Please find the lines in the entries below that contain the word "rough", and copy each one.

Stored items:

---

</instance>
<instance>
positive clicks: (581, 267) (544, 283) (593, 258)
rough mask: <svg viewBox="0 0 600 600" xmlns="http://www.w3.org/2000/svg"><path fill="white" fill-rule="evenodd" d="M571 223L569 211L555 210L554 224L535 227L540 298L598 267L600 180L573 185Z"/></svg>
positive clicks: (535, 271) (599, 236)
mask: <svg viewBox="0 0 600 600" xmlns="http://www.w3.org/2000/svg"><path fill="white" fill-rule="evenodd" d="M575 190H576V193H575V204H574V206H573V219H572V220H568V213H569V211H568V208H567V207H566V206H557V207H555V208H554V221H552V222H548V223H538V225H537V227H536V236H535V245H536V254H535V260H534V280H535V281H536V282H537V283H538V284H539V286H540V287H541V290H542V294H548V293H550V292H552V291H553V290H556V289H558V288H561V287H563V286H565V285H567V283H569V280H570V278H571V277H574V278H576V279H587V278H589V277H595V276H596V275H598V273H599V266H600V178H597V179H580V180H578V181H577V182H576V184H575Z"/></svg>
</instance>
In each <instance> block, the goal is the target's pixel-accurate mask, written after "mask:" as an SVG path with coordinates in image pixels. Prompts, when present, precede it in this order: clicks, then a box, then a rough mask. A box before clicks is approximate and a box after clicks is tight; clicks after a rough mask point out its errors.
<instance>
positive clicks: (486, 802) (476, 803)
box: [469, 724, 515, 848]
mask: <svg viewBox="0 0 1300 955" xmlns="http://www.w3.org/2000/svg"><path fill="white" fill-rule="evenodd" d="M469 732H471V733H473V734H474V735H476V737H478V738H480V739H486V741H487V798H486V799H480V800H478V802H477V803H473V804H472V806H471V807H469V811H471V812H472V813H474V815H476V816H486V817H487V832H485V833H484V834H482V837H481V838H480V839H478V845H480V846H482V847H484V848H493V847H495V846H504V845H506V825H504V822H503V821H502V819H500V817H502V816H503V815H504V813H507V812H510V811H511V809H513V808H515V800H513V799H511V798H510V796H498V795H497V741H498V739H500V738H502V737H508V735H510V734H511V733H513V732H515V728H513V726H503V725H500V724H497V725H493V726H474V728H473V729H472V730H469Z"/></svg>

---

> [Result of the task]:
rough mask: <svg viewBox="0 0 600 600" xmlns="http://www.w3.org/2000/svg"><path fill="white" fill-rule="evenodd" d="M571 223L569 211L555 210L554 224L535 227L540 298L598 267L600 180L573 185Z"/></svg>
In each <instance> block, the goal is the target's pixel-accurate mask, written after "mask:" as an SVG path with coordinates in image pixels. Prompts, when present, precede it in this order: clicks, then a box, then a rough mask. A box before clicks is approximate and a box after clicks is tight; clicks after a rough mask point out its errors.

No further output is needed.